=== TASK INPUT ===

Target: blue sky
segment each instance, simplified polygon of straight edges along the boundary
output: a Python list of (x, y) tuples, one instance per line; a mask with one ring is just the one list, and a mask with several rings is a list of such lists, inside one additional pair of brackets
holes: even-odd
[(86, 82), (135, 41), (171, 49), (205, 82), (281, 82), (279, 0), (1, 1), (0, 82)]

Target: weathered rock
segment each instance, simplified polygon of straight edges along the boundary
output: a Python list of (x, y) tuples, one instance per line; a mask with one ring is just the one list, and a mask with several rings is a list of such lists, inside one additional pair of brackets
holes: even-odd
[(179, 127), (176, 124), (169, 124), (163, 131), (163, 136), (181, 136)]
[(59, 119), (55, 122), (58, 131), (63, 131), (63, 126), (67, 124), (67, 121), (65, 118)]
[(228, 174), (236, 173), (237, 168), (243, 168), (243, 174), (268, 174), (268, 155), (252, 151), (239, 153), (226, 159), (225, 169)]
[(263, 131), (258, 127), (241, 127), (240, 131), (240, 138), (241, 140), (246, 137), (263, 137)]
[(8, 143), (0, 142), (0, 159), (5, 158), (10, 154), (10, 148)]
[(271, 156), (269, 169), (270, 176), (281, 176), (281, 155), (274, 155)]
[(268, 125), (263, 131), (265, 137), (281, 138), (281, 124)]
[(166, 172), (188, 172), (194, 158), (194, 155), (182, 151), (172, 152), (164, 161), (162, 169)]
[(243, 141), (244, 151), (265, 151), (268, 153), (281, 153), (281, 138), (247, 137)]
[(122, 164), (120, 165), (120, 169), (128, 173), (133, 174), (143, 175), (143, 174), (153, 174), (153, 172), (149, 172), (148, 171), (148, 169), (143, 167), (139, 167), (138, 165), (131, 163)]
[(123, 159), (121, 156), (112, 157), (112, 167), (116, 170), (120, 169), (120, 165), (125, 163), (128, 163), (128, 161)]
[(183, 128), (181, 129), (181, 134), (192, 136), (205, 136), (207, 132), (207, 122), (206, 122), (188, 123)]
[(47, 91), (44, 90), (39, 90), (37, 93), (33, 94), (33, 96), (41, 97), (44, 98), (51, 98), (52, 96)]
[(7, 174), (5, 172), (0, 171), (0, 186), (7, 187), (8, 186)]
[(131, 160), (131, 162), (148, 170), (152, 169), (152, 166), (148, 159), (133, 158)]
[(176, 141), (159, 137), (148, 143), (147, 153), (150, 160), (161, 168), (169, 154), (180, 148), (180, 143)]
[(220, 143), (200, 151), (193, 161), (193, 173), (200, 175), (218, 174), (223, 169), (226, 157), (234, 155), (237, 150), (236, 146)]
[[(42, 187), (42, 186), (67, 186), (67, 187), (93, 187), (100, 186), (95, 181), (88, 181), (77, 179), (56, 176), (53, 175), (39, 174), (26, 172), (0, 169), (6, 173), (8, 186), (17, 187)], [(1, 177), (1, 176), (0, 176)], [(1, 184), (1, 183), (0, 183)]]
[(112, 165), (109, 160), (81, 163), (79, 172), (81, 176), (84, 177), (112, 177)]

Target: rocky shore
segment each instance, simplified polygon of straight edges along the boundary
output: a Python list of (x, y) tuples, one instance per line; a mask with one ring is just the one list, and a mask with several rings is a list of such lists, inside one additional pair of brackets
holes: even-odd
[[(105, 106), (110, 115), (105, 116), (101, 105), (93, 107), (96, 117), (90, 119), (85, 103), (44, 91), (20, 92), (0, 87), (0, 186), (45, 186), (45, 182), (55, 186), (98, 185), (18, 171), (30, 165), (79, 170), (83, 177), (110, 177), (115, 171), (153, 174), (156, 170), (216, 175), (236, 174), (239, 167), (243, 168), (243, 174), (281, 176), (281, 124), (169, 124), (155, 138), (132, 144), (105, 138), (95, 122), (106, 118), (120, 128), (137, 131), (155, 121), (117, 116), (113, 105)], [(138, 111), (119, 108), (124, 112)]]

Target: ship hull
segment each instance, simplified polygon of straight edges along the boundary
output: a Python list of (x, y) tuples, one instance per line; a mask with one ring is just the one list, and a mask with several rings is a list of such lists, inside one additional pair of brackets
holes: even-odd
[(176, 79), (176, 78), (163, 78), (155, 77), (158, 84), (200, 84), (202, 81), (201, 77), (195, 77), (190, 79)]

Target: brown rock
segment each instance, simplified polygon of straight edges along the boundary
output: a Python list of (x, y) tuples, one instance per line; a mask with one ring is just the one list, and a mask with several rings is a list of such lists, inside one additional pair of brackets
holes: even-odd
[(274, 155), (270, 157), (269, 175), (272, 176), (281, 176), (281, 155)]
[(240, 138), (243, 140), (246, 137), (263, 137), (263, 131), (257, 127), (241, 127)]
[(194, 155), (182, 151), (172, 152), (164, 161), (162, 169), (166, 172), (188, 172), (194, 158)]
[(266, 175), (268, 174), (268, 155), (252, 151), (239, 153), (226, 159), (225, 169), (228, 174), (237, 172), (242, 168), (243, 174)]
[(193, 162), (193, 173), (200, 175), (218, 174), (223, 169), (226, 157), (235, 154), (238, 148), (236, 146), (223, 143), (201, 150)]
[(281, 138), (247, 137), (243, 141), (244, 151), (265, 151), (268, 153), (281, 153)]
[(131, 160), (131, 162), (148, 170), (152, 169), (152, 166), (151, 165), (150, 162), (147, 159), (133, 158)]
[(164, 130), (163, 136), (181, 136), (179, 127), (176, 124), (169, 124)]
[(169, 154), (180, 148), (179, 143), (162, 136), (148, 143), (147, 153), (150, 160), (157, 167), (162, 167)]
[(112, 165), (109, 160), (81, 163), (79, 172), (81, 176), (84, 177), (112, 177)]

===

■ PROBLEM STATEMENT
Rewrite only the lines running from the line with "Target: brown rock" up to and including the last line of the entries, with the text otherwise unchanged. Multiply every coordinate in the answers by 0.85 and round it to a whole number, with halves rounded up.

■ IN RESPONSE
Target: brown rock
segment each instance, simplified polygon of straight edges along the boundary
output: a Python list of (x, y) tuples, one instance per line; a mask with one ring is just the one list, and a mask with several rings is a list of such lists, inside one additional pair of brackets
holes: even-odd
[(233, 132), (230, 133), (229, 149), (231, 150), (239, 150), (239, 132)]
[(204, 117), (207, 119), (209, 116), (224, 116), (224, 111), (218, 108), (205, 108)]
[(165, 132), (155, 128), (146, 129), (139, 137), (138, 144), (141, 146), (160, 146), (165, 134)]
[(226, 149), (228, 148), (228, 132), (214, 128), (203, 130), (192, 135), (191, 144), (194, 148), (201, 146), (206, 143), (207, 148)]
[(164, 138), (164, 147), (170, 149), (185, 148), (190, 144), (192, 133), (200, 131), (202, 126), (201, 124), (190, 122), (171, 128)]
[(239, 117), (210, 116), (207, 120), (207, 128), (225, 128), (228, 130), (239, 130)]
[(111, 136), (111, 138), (126, 145), (129, 144), (129, 141), (128, 140), (128, 138), (125, 135), (113, 134)]
[(139, 111), (139, 116), (154, 116), (152, 108), (150, 105), (144, 105)]
[(144, 131), (153, 126), (152, 122), (138, 116), (126, 122), (125, 130), (128, 136), (133, 142), (138, 142)]
[(95, 140), (93, 136), (69, 139), (67, 146), (69, 150), (71, 150), (95, 150)]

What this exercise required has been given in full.